> _GOAL_
Copy out the items below, switching each "pixel coordinates" to "image coordinates" and leaving everything else unchanged.

> _PROVIDED MATERIAL_
--
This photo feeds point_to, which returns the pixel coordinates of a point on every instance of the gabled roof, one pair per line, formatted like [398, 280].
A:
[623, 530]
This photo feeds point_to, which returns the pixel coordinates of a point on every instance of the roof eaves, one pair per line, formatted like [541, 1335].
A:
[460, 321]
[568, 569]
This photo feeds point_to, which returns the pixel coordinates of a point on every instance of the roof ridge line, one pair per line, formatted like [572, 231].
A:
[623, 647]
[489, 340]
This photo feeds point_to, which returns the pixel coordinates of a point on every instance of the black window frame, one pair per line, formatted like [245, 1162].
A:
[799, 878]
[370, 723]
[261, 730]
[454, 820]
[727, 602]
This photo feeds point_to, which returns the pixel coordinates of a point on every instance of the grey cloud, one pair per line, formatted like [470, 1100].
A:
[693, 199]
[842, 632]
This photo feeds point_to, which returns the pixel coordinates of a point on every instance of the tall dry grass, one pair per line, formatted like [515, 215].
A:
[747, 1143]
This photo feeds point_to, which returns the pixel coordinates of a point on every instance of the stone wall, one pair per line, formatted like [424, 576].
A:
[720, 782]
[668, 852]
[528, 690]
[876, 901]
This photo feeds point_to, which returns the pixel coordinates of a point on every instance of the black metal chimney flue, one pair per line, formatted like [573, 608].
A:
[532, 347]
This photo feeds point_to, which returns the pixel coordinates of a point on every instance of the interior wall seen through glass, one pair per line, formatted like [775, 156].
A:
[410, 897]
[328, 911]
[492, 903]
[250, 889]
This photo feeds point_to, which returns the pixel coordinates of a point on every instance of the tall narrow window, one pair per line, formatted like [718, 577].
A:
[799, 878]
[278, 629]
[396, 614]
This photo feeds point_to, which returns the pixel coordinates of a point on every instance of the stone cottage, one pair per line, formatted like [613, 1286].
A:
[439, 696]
--
> _SOLUTION TO THIS TASK_
This photo feeds point_to, which returns the image coordinates of a point on every instance of the gabled roof, one pair per line, formatted like [398, 280].
A:
[623, 530]
This photo feeds point_to, which returns the image coordinates of a point on every instance of the roof eaves, one pair per line, formatted like [541, 1335].
A:
[460, 321]
[568, 569]
This photo feeds point_to, which returns the image coordinates of a point on every instance of the roof ridge line, one pair per line, formatted like [572, 231].
A:
[623, 647]
[489, 340]
This photo feeds point_to, which returns the image coordinates of a point on every instance of the black window frame, one pair per line, formatted like [245, 1162].
A:
[799, 878]
[370, 723]
[261, 730]
[454, 820]
[727, 602]
This photo feeds point_to, which returns the image coordinates of a point on every instance of the grey cloud, one pair per line, formatted like [470, 1100].
A:
[693, 199]
[842, 632]
This photo feeds point_to, which returns the image coordinates of a point on every instance of the tall dry grass, one pair per line, formatted like [515, 215].
A:
[747, 1143]
This photo feeds point_to, which returns the image coordinates of a point on every instance of the stone wall, one pair per line, formatted like [424, 576].
A:
[720, 782]
[668, 852]
[528, 690]
[876, 901]
This photo feeds point_to, which returns the image coordinates of a point on every instance of the black metal chimney flue, one pair per line, formatted like [573, 608].
A:
[532, 347]
This photo feeds point_to, which returns the image coordinates of a point on every instance of the interior wall seen through glass, one pair per line, formatted like [775, 156].
A:
[410, 897]
[328, 911]
[492, 903]
[250, 889]
This photo feeds point_to, which returns the image coordinates of a point on every instance of the tall narrow window, one pair per line, formatted like [718, 577].
A:
[799, 878]
[278, 629]
[396, 614]
This photo feeds point_to, which returns the image coordinates of a point on every instance of the stone cottage, one pair per line, formatted like [613, 1286].
A:
[439, 696]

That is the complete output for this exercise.